Given records:

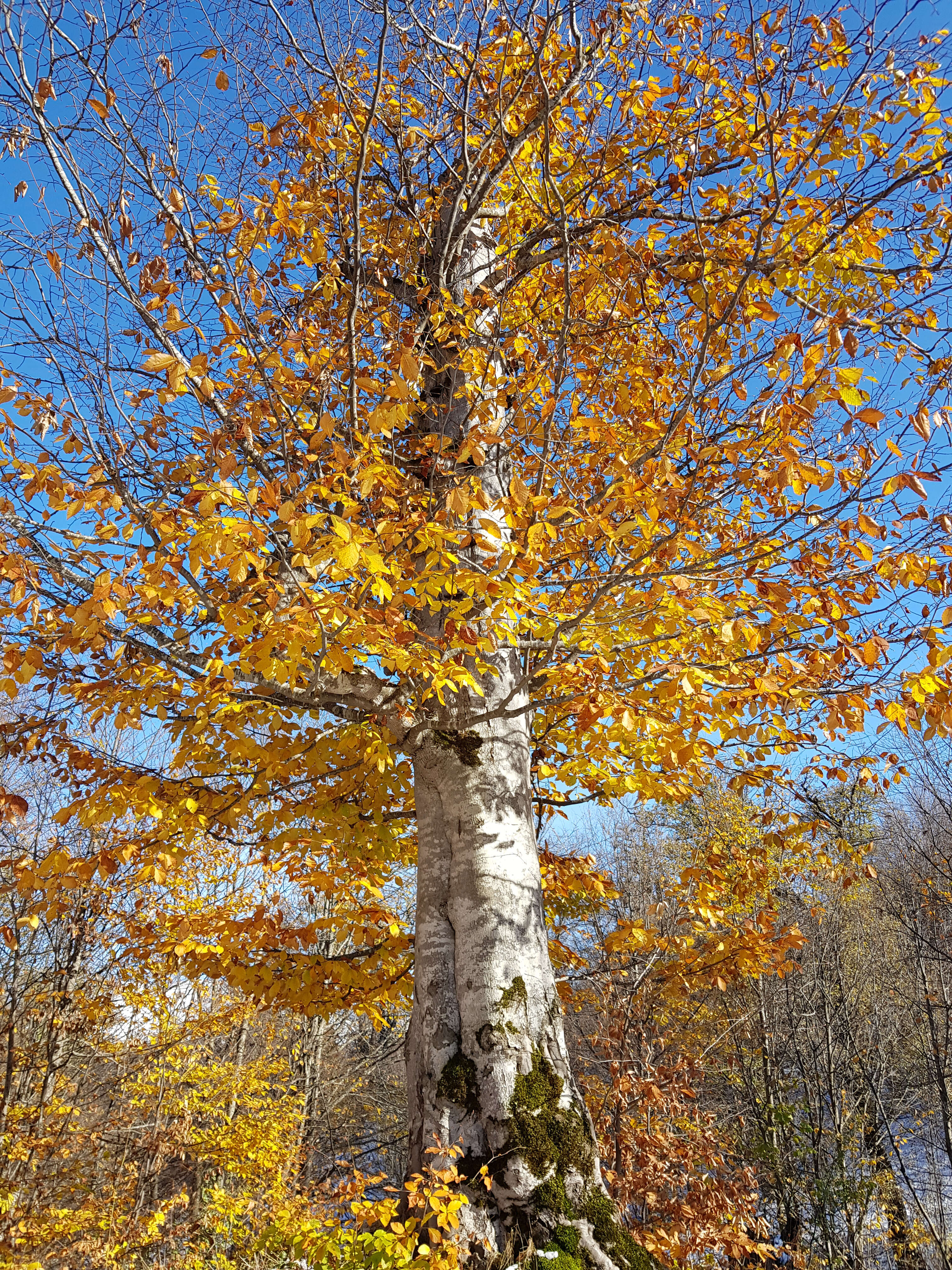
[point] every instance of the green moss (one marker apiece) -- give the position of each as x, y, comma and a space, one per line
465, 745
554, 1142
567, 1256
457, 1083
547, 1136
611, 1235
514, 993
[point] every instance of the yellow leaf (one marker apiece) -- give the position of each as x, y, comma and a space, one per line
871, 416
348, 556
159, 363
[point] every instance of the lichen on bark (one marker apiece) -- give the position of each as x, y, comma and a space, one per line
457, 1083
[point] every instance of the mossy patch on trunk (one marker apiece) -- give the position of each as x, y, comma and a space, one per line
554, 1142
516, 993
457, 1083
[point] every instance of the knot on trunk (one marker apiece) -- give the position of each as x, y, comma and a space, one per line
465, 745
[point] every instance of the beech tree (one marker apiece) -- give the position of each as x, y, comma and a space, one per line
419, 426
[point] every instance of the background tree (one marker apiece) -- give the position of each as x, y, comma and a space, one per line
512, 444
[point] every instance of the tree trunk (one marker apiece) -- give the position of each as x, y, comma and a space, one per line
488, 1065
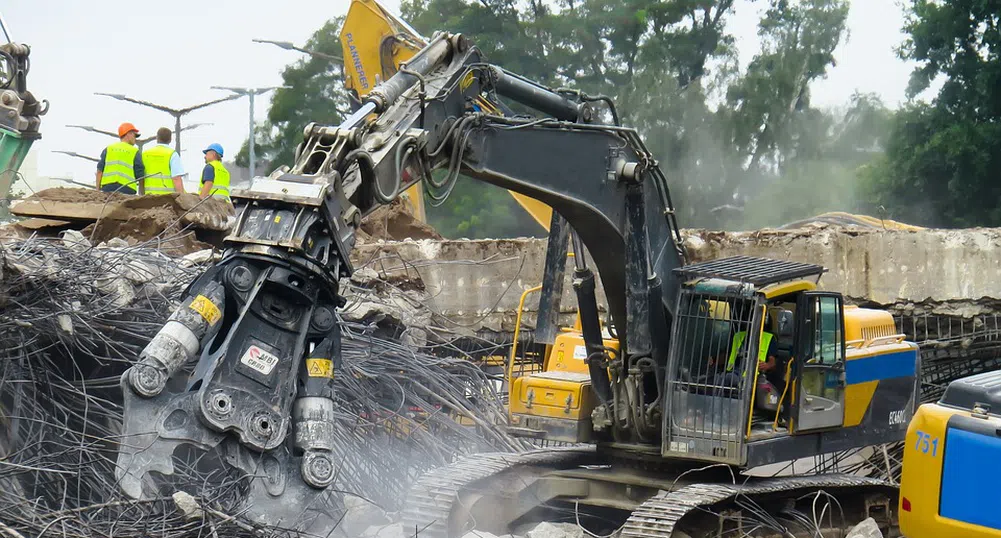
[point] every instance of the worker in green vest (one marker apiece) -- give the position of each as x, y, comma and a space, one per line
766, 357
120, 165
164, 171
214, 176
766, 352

Work request:
Your output must consist only of the lines from the line with "[point] every instance of the tree" through the final line of the data, both included, reproduced exactly and free of pictures.

Exercise result:
[point] every instance of the tree trunk (one marker apiece) -- give the position of each as x, y, comma and a space, one per line
488, 1065
[point] every instance of the worker in green vest (one marker apiece) -- give the position of each as x, y, comma and a space, one per line
766, 357
120, 165
164, 171
214, 176
766, 352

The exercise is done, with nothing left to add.